ARTICLE:
────────────────

In its decision, the Government has observed that UPLIS is a registered Company and it is an undertaking established by the State Government in which the Government has invested its fund. Therefore, it is a Government undertaking. Thus, the State Government has accepted its own undertaking wholly funded by its. Therefore, I am of the view that the service rendered by the petitioners in the UPLIS which is a Government undertaking and is liable to be acknowledged for the purpose of their pensionary benefits.
Upon perusal of the record, it is obvious that it is a case of absorption on the event of closure of UPLIS. Therefore, the petitioners are entitled to get protected their salary as last drawn by them in the erstwhile department.
Under the circumstances, the order impugned dated 11.11.2009 (Annexure No.1) is hereby quashed. A writ of mandamus is issued to the respondents to acknowledge petitioners' services rendered in the UPLIS for the purpose of their pensionary benefits and further fix their salary by protecting their salary as last drawn by them in the UPLIS.

────────────────

TASK INPUTS:
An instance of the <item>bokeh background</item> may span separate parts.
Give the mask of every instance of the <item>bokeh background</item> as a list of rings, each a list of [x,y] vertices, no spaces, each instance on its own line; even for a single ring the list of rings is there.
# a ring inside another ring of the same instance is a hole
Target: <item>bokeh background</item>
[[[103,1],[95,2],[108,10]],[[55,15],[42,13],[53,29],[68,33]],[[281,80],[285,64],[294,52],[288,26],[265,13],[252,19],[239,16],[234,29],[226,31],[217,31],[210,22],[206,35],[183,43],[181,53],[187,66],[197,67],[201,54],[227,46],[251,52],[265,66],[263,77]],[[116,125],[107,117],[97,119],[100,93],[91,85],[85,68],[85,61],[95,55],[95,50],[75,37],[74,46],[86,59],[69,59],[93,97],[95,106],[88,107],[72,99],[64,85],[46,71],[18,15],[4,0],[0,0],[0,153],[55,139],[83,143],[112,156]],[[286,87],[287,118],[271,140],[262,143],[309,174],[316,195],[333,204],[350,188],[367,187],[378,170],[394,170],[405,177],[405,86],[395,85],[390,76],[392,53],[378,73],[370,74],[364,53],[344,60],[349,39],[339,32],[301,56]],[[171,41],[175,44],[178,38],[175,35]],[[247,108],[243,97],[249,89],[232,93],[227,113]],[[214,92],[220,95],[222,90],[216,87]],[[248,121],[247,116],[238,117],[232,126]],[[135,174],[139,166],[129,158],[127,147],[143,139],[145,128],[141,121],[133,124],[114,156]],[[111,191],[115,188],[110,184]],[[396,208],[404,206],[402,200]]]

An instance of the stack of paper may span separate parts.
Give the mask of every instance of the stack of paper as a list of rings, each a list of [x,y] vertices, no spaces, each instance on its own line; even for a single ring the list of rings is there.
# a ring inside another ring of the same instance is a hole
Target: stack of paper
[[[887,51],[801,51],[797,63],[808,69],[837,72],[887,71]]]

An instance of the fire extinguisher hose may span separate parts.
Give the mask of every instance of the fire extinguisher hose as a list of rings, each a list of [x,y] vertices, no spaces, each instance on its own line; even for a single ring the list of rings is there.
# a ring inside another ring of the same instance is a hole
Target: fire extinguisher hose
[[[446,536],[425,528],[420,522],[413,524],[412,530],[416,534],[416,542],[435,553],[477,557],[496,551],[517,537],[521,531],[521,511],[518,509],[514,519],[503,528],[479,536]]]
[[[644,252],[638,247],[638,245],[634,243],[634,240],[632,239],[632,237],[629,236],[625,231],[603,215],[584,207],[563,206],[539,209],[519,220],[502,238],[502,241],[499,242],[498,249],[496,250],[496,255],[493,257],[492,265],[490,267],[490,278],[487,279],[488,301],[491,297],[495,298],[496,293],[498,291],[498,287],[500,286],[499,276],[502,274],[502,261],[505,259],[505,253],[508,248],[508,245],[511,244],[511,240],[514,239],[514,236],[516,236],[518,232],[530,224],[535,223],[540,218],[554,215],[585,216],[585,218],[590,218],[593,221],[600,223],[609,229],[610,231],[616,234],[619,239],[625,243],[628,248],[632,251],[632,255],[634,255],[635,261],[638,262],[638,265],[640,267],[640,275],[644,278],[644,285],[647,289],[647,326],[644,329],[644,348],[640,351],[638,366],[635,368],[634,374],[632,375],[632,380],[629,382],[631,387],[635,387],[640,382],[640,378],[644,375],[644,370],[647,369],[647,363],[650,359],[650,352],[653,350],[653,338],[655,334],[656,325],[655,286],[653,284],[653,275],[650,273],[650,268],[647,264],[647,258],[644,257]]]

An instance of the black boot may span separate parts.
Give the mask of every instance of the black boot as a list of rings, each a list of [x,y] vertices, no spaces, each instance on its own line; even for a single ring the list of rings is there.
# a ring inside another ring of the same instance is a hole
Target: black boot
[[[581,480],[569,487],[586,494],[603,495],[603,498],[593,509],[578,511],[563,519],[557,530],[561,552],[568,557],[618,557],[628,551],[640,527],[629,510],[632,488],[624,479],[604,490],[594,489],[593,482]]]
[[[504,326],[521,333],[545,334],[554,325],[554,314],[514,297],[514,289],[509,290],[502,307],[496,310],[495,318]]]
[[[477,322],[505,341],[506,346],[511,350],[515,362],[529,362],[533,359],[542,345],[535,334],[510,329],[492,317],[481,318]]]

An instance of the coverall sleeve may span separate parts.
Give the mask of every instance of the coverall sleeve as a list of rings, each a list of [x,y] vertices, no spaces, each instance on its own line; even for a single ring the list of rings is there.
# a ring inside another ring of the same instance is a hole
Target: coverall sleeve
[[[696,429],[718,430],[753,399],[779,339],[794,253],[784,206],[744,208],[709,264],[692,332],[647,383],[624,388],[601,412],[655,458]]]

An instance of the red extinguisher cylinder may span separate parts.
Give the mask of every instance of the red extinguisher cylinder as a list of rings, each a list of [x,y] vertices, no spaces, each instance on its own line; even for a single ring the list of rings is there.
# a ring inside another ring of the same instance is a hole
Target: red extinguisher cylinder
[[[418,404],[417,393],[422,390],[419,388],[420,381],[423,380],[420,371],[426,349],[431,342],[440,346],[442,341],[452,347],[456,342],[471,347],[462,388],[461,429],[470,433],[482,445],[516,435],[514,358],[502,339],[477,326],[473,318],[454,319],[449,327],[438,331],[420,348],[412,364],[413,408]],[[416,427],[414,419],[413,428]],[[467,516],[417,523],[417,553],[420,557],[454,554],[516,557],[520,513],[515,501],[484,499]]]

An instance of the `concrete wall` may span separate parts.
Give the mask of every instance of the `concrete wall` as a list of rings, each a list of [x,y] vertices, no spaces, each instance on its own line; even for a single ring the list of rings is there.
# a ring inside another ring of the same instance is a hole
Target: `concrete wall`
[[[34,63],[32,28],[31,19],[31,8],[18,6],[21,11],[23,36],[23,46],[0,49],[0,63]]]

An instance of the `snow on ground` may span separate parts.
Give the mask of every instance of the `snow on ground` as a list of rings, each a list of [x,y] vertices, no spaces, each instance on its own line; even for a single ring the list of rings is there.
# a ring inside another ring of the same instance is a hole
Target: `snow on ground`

────────────────

WHAT YOU NEED TO DO:
**a.** Lay out the rows from the line containing "An instance of the red" through the line containing "Target: red extinguisher cylinder" as a numbered list, both lines included and blank lines omitted.
**b.** Proceed with the court ruling on the UPLIS employees' pension and salary claims, starting after its last sentence.

OUTPUTS FOR THE TASKS:
**a.**
1. An instance of the red extinguisher cylinder may span separate parts.
2. Give the mask of every instance of the red extinguisher cylinder as a list of rings, each a list of [x,y] vertices, no spaces, each instance on its own line; even for a single ring the list of rings is there.
3. # a ring inside another ring of the same instance is a hole
4. Target: red extinguisher cylinder

**b.**
Accordingly the writ petition is allowed.
18.12.2012"
Sri Sandeep Dixit, learned counsel for the appellants, contends that the learned Single Judge in the previous petition no.5077 of 2007 has proceeded to accept the arguments of the other side, incorrectly construing the meaning of the words SAMAYOJAN as absorption while delivering the judgment on 27.1.2009, inasmuch as, the appellants had never accepted the status of the respondents as retrenched and absorbed employees.
His submission is that the Uttar Pradesh Absorption of Retrenched Employees of Government or Public Corporations in Government Service Rules, 1991 defines a retrenched employee as one who was appointed on or before 1.10.1986 in accordance with rules and the procedure prescribed in any Government or Public Corporation on a post, and on account of closure thereof or retrenchment of employees, shall be treated as a retrenched employee, provided a certificate to that effect is issued in this regard. The aforesaid Rule 2(C) has been placed before the Court to advance the said submission and is also on record.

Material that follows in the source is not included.